PROBLEM = Report each line of the listing below that contains the string "grey", treating uppercase and lowercase letters as distinct.

....

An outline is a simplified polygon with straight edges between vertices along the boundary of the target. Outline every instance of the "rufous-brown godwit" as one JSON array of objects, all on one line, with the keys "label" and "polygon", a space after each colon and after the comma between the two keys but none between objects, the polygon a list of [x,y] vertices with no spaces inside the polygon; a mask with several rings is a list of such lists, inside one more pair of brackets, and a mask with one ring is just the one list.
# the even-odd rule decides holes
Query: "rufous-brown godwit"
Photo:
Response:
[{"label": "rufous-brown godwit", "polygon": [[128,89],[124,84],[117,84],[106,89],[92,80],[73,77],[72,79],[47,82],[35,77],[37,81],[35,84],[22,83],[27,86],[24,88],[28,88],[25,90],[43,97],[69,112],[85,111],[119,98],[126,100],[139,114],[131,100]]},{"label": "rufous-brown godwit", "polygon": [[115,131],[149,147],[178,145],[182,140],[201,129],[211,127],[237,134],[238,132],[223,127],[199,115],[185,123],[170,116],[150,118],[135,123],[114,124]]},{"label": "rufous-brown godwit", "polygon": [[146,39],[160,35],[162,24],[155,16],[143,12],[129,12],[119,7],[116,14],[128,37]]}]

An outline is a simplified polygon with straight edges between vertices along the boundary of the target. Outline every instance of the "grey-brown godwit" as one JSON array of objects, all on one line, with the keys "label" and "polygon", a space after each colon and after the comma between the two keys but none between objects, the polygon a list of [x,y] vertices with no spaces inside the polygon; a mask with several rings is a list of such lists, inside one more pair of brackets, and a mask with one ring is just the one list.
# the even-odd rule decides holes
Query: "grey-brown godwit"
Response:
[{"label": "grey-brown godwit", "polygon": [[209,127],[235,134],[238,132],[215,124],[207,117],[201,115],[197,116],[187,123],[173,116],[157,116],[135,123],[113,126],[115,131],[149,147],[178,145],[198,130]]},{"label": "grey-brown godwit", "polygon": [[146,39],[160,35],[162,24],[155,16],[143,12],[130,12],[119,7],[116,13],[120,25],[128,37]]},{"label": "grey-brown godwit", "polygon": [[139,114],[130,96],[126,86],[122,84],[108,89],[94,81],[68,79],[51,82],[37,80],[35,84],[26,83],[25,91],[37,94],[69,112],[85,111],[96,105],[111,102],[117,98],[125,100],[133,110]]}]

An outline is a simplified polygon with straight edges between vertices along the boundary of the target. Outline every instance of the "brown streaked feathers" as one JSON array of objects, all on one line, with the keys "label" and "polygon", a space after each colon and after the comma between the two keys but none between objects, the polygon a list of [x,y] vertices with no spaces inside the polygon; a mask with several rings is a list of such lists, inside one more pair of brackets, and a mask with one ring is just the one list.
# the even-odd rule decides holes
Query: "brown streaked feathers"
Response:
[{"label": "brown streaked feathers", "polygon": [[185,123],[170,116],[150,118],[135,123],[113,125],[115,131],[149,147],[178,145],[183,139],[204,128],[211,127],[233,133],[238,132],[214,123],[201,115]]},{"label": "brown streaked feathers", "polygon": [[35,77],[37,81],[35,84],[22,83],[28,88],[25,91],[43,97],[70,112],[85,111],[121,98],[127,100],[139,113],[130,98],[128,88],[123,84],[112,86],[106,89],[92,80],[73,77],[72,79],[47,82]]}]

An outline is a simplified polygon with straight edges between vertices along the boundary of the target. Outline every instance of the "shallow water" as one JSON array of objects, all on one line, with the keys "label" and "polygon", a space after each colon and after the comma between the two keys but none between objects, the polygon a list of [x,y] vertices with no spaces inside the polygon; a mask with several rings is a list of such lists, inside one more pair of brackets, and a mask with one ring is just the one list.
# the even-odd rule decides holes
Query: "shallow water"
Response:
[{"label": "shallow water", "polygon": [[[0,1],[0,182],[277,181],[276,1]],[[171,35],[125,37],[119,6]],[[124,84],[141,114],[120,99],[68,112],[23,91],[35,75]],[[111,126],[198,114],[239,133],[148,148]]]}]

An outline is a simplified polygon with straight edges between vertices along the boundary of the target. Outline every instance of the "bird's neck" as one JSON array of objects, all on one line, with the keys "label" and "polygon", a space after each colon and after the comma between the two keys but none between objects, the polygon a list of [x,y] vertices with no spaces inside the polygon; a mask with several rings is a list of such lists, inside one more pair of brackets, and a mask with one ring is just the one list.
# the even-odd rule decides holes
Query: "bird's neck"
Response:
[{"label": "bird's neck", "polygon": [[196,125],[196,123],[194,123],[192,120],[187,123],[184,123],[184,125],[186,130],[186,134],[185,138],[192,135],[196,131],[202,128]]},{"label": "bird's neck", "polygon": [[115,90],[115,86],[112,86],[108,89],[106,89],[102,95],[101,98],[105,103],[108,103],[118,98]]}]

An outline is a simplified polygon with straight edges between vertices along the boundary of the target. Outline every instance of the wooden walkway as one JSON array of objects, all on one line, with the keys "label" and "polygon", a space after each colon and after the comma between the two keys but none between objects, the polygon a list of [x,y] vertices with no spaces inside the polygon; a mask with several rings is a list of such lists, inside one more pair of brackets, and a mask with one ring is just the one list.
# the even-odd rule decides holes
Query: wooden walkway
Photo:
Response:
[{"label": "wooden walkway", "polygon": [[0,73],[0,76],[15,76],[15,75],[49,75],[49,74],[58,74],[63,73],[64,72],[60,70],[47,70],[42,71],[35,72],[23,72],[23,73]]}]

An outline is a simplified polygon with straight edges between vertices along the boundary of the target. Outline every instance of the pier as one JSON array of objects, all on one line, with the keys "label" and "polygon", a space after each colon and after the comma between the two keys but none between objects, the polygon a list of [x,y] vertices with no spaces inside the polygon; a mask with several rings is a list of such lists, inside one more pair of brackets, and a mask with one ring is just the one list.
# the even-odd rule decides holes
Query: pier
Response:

....

OUTPUT BELOW =
An outline is a simplified polygon with straight edges between vertices along the boundary of the target. Outline every instance of the "grey-brown godwit" as one JSON array of objects, all on one line, with the keys "label" and "polygon", a space after each colon and after the comma between the two keys but none between objects, the polygon a list of [x,y] vertices with no spaces inside the polygon; a mask with several rings is a list of such lists, inside one more pair of brackets, and a mask with one ring is just the one list.
Query: "grey-brown godwit"
[{"label": "grey-brown godwit", "polygon": [[209,127],[235,134],[238,132],[215,124],[207,117],[201,115],[197,116],[187,123],[173,116],[157,116],[135,123],[113,126],[115,131],[149,147],[178,145],[198,130]]},{"label": "grey-brown godwit", "polygon": [[146,39],[160,35],[162,24],[155,16],[143,12],[130,12],[119,7],[116,13],[120,25],[128,37]]},{"label": "grey-brown godwit", "polygon": [[139,114],[130,96],[126,86],[122,84],[108,89],[94,81],[68,79],[51,82],[37,80],[35,84],[26,83],[25,91],[37,94],[69,112],[85,111],[96,105],[111,102],[117,98],[125,100],[133,110]]}]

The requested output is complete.